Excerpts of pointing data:
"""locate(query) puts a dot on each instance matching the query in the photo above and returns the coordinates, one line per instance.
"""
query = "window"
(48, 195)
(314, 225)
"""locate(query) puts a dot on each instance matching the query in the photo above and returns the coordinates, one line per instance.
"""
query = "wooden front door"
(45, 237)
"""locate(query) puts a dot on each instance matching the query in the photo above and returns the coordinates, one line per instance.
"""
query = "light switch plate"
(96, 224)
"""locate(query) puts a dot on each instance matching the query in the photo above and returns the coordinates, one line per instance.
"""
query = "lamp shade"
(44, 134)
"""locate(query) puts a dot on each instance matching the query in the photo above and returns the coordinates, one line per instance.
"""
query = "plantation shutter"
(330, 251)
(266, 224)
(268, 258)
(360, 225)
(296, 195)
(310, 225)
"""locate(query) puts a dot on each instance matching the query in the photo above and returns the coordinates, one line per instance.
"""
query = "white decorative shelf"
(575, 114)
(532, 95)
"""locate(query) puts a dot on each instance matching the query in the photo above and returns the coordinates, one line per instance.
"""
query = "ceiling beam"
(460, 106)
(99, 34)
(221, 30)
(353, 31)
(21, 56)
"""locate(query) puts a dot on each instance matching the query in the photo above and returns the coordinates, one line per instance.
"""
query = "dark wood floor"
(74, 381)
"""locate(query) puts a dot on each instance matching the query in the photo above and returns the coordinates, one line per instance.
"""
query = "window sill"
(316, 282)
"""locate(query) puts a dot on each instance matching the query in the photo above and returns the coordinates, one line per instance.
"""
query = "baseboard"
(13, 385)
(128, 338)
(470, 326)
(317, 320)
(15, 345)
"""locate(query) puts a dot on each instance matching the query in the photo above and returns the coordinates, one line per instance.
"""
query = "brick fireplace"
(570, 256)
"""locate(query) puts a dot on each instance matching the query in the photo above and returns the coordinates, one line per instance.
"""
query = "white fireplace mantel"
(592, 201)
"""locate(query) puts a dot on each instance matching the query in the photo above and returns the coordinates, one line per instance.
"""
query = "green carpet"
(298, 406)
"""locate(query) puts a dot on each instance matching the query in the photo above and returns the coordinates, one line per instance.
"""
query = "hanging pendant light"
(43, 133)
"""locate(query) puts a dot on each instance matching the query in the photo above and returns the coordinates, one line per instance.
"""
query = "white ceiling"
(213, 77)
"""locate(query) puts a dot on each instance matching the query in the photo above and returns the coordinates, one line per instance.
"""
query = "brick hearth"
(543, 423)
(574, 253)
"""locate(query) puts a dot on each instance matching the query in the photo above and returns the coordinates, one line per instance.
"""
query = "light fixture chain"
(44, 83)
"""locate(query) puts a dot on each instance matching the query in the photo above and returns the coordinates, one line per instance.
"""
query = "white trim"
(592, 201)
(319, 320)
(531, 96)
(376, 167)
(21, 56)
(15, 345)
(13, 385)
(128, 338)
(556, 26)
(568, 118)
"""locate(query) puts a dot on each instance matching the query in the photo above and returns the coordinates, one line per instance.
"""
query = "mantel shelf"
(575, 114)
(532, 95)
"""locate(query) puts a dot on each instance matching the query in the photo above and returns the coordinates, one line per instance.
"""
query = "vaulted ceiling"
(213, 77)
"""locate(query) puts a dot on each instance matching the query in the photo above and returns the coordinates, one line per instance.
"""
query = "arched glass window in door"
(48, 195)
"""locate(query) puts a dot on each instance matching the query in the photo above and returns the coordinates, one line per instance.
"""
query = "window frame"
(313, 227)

### What you have to do
Tally the lines in the rows above that contain the string "white". Reply with the number alone.

### The result
4